▸ EXERCISE INSTRUCTIONS
• 1. Reproduce the stretch of the book review from "REVIEW: Head Over" through "flawed as it is." word for word.
• 2. Answer these questions using the book review:
(a) Where does Head Over Heels fall in the Lucky Harbor series?
(b) What are the names of Chloe's two sisters?
(c) Which friend did Chloe help "rescue" some abused dogs?

▸ DOCUMENT TEXT
= = = = =
REVIEW: Head Over Heels by Jill Shalvis

Dear Ms. Shalvis:

When I first started the Lucky Harbor series, I wasn’t sure I would like it. I have a visceral aversion to books with cute titles set in cutely named small towns, with covers colored in pastels and adorned with cute dogs or food. But my strong appreciation for your Sierra Nevada-set series pushed me past my initial resistance, and once I started the trilogy of Phoebe Traeger’s estranged daughters, I was just a little bit hooked. There is a basic affability to your books I cannot precisely articulate, and it often sweeps me along past issues I see more clearly in retrospect. Head Over Heels, the third book in the series, is probably my favorite, affably flawed as it is.

Head Over Heels by Jill ShalvisChloe Traeger has always been the wild child of the sisters, more like her mother in her unwillingness to settle in one place and follow what she perceives to be society’s conventions regarding marriage and family.  She was working with her two sisters, Maddie and Tara, to restore and run the B&B their mother had left them, but only as long as she could light out periodically on her own. These days, she was traveling to demonstrate and distribute her own line of natural spa products, which was already a small nod to stability, but the travel still nourished Chloe’s somewhat restless soul, especially when the alternative was getting into trouble with local law enforcement for helping her friend Lance “rescue” some abused dogs.
= = = = =
▸ RECORDED INFORMATION
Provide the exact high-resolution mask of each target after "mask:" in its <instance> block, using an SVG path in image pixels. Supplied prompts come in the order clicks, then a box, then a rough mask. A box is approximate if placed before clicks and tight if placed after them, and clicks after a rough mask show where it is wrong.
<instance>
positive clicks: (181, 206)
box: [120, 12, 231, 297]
= = = = =
▸ TASK ANSWERS
• 1.
REVIEW: Head Over Heels by Jill Shalvis

Dear Ms. Shalvis:

When I first started the Lucky Harbor series, I wasn’t sure I would like it. I have a visceral aversion to books with cute titles set in cutely named small towns, with covers colored in pastels and adorned with cute dogs or food. But my strong appreciation for your Sierra Nevada-set series pushed me past my initial resistance, and once I started the trilogy of Phoebe Traeger’s estranged daughters, I was just a little bit hooked. There is a basic affability to your books I cannot precisely articulate, and it often sweeps me along past issues I see more clearly in retrospect. Head Over Heels, the third book in the series, is probably my favorite, affably flawed as it is.

• 2.
(a) It is the third book in the series.
(b) Maddie and Tara.
(c) Lance.